— Begin —

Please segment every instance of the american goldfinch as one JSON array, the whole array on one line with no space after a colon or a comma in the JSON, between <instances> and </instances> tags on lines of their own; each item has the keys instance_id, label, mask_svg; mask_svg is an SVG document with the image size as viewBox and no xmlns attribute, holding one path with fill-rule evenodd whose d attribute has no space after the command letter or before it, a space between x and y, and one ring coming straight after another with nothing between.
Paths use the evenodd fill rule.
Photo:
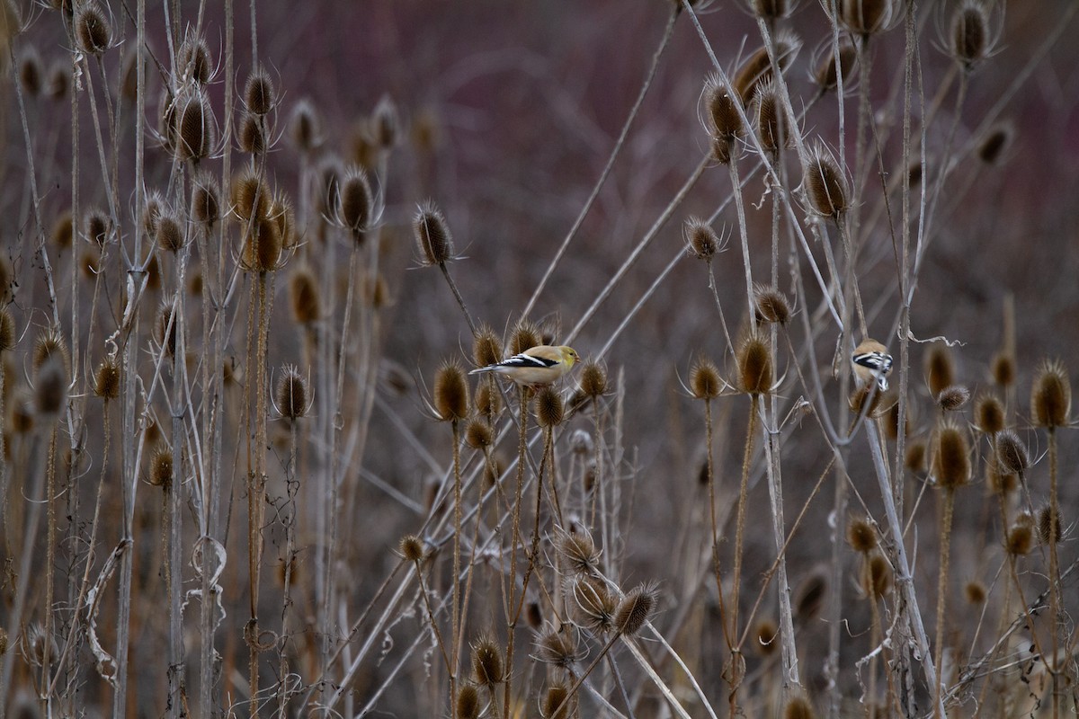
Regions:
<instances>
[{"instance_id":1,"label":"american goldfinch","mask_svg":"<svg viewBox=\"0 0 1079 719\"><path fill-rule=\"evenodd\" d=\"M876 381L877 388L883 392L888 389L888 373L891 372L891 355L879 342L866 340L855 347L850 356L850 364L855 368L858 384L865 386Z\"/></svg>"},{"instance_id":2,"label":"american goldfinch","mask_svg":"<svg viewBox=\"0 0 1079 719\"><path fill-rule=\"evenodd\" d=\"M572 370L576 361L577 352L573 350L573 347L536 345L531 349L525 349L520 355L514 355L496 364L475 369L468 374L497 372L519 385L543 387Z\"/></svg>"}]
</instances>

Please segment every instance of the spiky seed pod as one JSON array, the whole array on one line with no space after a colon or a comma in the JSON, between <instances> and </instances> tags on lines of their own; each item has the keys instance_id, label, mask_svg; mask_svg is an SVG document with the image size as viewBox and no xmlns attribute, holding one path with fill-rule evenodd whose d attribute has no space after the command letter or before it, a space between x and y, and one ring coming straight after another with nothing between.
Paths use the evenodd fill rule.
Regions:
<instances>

— End —

Render all of the data above as a JSON list of strings with one string per line, skipping blank lines and leaving out the pictures.

--- Written solution ---
[
  "Please segment every instance of the american goldfinch as one JSON array, the whole array on one line with no space after a colon or a comma in the JSON, between <instances> and </instances> tags on lines of their own; each item has the keys instance_id, label, mask_svg; mask_svg is an SVG document with the image size as viewBox and no xmlns attribute, holding one path with fill-rule evenodd whose d attribute has no space after the command letter or before it, a space between x and y, and one ring coming straight after another with nothing between.",
  "Paths use the evenodd fill rule.",
  "Photo:",
  "Regions:",
  "<instances>",
  "[{\"instance_id\":1,\"label\":\"american goldfinch\",\"mask_svg\":\"<svg viewBox=\\\"0 0 1079 719\\\"><path fill-rule=\\\"evenodd\\\" d=\\\"M876 381L877 388L883 392L888 389L888 373L891 372L891 355L879 342L866 340L855 347L850 356L850 364L855 368L858 384L865 386Z\\\"/></svg>\"},{\"instance_id\":2,\"label\":\"american goldfinch\",\"mask_svg\":\"<svg viewBox=\\\"0 0 1079 719\\\"><path fill-rule=\\\"evenodd\\\" d=\\\"M572 370L576 361L577 352L573 350L573 347L536 345L531 349L525 349L520 355L514 355L496 364L475 369L468 374L497 372L519 385L543 387Z\\\"/></svg>\"}]",
  "</instances>",
  "Please segment every instance of the spiky seed pod as one JSON array, the whole array on one line with no space after a colon or a comma in the JSON, between <instances> and </instances> tags on lines of their own; each item has the keys instance_id, label, mask_svg; mask_svg is an SVG document with the image size as viewBox and no xmlns attribute, holding one path with fill-rule evenodd whose d attribute has no space after the command letter or before it, a space between x and y, and one ring coming straight after another with nothing between.",
  "Paths use the evenodd fill rule.",
  "Regions:",
  "<instances>"
]